Image point grounding data:
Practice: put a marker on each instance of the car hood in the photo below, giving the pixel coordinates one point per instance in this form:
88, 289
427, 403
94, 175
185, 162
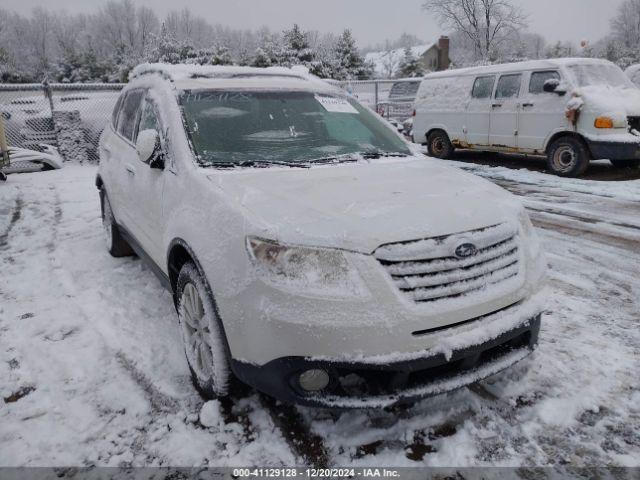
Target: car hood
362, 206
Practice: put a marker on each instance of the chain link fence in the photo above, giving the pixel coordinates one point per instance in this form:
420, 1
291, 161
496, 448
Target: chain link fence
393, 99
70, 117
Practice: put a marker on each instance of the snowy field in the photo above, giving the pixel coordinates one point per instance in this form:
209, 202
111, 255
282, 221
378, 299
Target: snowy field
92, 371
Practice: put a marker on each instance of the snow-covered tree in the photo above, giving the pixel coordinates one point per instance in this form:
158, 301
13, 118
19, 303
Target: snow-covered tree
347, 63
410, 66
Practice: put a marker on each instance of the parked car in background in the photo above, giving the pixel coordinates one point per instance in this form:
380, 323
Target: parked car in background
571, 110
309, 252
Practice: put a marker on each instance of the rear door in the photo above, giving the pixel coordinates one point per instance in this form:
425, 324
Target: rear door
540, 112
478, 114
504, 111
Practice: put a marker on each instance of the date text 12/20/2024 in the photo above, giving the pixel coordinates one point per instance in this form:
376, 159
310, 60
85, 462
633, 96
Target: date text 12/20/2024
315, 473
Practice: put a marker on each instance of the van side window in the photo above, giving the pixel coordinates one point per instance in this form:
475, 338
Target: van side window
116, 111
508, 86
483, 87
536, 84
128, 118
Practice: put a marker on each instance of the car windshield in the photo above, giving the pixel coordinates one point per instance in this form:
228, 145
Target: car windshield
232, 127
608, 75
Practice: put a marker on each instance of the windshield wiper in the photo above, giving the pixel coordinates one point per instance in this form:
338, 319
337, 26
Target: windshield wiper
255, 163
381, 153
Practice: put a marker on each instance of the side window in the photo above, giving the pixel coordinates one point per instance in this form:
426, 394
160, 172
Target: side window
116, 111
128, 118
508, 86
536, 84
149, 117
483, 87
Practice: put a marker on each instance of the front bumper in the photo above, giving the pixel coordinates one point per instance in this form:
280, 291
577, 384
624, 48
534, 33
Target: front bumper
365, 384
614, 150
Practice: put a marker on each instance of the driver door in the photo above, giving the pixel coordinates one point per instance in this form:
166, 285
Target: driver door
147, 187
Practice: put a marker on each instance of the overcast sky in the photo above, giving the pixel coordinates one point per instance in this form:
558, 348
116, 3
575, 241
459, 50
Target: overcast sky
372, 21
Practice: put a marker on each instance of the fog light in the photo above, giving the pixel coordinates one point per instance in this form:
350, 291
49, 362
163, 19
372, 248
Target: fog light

--

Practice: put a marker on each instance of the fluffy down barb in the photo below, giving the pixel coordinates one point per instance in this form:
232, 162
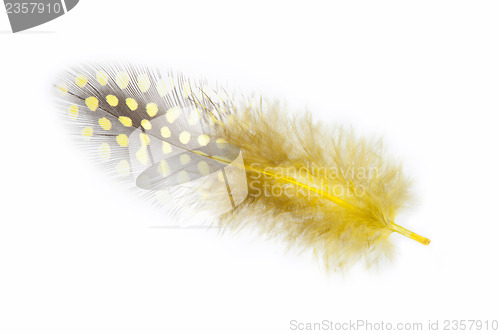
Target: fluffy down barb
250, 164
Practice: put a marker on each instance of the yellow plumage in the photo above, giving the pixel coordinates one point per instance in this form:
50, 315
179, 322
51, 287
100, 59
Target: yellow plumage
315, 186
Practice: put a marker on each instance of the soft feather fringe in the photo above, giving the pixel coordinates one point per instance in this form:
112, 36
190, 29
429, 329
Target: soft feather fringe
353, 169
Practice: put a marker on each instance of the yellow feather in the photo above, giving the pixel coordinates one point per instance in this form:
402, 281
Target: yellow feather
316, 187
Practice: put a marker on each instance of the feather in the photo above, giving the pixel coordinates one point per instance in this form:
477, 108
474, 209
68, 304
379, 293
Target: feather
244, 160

---

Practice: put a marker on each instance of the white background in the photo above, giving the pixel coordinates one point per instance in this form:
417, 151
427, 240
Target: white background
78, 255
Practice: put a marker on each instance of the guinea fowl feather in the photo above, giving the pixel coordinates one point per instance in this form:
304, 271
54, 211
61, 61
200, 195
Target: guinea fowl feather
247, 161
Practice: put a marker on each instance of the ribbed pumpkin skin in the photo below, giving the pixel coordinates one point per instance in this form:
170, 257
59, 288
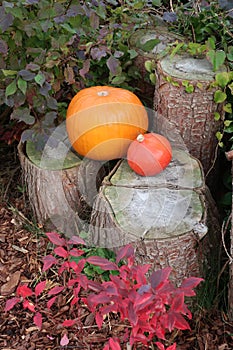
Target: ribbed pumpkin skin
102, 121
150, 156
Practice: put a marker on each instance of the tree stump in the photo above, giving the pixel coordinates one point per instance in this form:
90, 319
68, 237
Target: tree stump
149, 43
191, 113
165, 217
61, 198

Task instructions — Look through the lines above and collect those with the word "light".

Answer —
Practice: put a marker on each instance of the fog light in the photo above, giving the pixel coordinates one point per instance in this form:
Target: fog light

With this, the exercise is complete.